◆ Data in this exercise ◆
--- begin ---

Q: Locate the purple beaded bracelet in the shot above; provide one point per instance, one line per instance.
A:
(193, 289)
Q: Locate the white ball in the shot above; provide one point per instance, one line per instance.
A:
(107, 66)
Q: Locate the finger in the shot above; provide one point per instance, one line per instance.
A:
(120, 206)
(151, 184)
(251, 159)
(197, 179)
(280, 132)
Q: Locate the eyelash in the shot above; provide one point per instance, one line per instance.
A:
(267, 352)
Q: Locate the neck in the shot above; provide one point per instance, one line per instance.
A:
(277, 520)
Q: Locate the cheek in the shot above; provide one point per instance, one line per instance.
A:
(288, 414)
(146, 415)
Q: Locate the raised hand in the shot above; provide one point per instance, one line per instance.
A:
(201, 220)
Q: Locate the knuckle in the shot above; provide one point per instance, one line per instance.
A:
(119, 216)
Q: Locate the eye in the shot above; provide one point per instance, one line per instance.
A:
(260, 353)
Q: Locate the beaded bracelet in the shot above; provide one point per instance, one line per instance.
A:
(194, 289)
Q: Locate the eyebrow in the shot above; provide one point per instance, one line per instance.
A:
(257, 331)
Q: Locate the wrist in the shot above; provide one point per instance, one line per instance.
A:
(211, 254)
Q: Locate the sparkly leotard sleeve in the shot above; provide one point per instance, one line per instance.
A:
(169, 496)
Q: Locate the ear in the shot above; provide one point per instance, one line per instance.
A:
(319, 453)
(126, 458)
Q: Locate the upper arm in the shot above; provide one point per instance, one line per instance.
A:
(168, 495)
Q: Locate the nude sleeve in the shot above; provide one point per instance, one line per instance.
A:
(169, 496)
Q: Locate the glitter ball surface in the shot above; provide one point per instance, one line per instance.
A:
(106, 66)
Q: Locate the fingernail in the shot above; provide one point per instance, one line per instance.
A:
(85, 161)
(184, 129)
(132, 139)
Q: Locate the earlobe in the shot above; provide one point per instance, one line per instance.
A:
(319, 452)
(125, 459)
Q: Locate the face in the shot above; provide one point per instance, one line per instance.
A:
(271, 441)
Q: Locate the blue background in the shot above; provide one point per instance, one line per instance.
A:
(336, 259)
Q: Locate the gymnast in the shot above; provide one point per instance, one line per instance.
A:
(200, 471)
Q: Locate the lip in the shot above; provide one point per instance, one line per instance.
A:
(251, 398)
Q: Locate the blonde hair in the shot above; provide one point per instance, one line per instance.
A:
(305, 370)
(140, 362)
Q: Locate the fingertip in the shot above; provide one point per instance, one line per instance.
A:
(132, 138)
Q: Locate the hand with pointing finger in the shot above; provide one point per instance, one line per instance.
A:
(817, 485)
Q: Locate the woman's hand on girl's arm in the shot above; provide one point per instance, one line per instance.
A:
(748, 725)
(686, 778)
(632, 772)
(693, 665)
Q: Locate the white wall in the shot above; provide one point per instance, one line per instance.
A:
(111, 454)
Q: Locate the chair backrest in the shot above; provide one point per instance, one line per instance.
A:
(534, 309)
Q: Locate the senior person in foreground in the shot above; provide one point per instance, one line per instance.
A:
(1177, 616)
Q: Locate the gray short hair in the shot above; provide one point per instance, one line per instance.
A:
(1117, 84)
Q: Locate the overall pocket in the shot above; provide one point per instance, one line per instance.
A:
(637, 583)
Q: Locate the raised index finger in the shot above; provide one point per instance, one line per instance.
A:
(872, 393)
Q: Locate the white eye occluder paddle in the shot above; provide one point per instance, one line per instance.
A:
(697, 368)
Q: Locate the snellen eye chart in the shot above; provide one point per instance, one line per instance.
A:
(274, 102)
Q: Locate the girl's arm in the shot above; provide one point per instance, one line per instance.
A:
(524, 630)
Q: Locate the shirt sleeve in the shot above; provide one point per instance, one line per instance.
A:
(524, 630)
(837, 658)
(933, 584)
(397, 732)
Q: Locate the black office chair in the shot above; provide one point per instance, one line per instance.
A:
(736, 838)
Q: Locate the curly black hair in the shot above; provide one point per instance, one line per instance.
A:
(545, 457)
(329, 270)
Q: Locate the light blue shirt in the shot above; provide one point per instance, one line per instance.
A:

--- end ---

Copy out all of the records above with nothing altered.

◆ Output for this exercise ◆
Q: Locate the purple beaded bracelet in the shot above; provide one point per instance, one line per instance.
A:
(193, 289)
Q: Locate the white ball in the shot above; provide one point per instance, one line per instance.
A:
(107, 66)
Q: Locate the finger in the shot above; provide one point per instance, one line per instance.
A:
(120, 206)
(151, 184)
(251, 159)
(197, 179)
(280, 132)
Q: Locate the eyelash in the shot above; provide one point per instance, one line per instance.
A:
(267, 352)
Q: Locate the neck in the shot above; provide one point per instance, one line per instance.
A:
(277, 520)
Q: Locate the cheek in the shot above; provide one point per instance, one line per instance.
A:
(288, 414)
(146, 415)
Q: Locate the raised hand in the shot above; provide one point per instance, one line per instance.
A:
(201, 220)
Q: Locate the knuckle in the shot above; provide one point per instance, one line per instance.
A:
(119, 216)
Q: Locate the eye in the shot above; provide one point per instance, one line per instance.
A:
(260, 353)
Q: Locate the beaded bracelet in the shot above; provide one point per instance, one line per instance.
A:
(194, 289)
Q: Locate the eyebrow in the shot above; provide one point per instance, one line per instance.
A:
(257, 331)
Q: Locate the wrist in the shot above; provide one point per instance, one line per instance.
A:
(211, 254)
Q: Locate the sparkly leotard sleeve in the shot above; provide one point per instance, one line per instance.
A:
(169, 496)
Q: Locate the ear in the shot above; provide one point per instance, one line per instance.
A:
(319, 453)
(126, 458)
Q: Locate the upper arm in the shot above; provide one point per instance, one line per instance.
A:
(168, 495)
Q: Locate the nude sleeve in the shot above; provide one point per instance, one line per instance.
A:
(169, 496)
Q: Locate the glitter ball surface in the shot above; provide one point per instance, one line per instance.
A:
(106, 66)
Q: Locate the fingernail in the shot above; provide one point per instance, one line per instance.
A:
(85, 161)
(184, 129)
(132, 139)
Q: Locate the earlobe in the shot above; provide one point per instance, one line per instance.
A:
(319, 452)
(125, 459)
Q: Locate the face in the shot above; provide one point per instance, one line per instance.
A:
(271, 441)
Q: Locate the blue background in the shot above; provide one point per instance, one line per instance.
A:
(336, 259)
Q: Locate the gymnast in the shot above; provide one point per instance, one line per instance.
A:
(200, 471)
Q: Locate the lip in the shot above; provide one point per instance, one line per instance.
A:
(251, 398)
Q: Locate the blonde hair in the shot above; provide one point per instance, one line per instance.
A:
(305, 370)
(140, 362)
Q: Locate the fingertip in the shot above; provide one point per instance, one line per instance.
A:
(132, 138)
Q: Locate the hand with pointing finger in the shot above; provide one point per instance, one line per instance.
A:
(817, 485)
Q: Locate the woman's hand on girl's arm in the shot above; provide one point per instance, one line per instance.
A:
(748, 725)
(686, 778)
(632, 772)
(693, 665)
Q: Locate the white wall in the shot above; provide one point per instance, one line per instance.
A:
(111, 454)
Q: Locate the chair backrest in the shot above; provide one point per instance, one line per instance.
A:
(534, 309)
Q: Locate the senior person in foreground in the shot above; provide one point per instance, one line per instance.
A:
(1177, 616)
Q: Locate the gray short hair in the shot above; provide one point per instance, one line per instance.
A:
(1117, 84)
Q: Locate the overall pocket in the shot above; provide one point per instance, one line per instance.
A:
(637, 583)
Q: Locate the raised index finger in the shot above; provide one point per instance, one line per instance.
A:
(872, 393)
Q: Locate the white eye occluder paddle in the shot above; provide one point per instance, one line per instance.
A:
(697, 368)
Q: Locate the snellen eye chart in the shot above; provide one point per instance, one line per instance.
A:
(274, 102)
Q: Locate the girl's arm in the shot above; provide one point per instance, one line per instance.
A:
(524, 630)
Q: Locate the shirt sleeve in the shot above; provide one point per instance, one line per instance.
A:
(524, 630)
(837, 658)
(933, 584)
(397, 732)
Q: Locate the black office chair in the shot above; provide one point per instance, one line per instance.
A:
(736, 838)
Q: Locate the curly black hair in the shot above; provide one point per instance, one line per instance.
A:
(545, 457)
(329, 270)
Q: Locate the light blue shirt in the shot above; provide one point per instance, one line per instance.
A:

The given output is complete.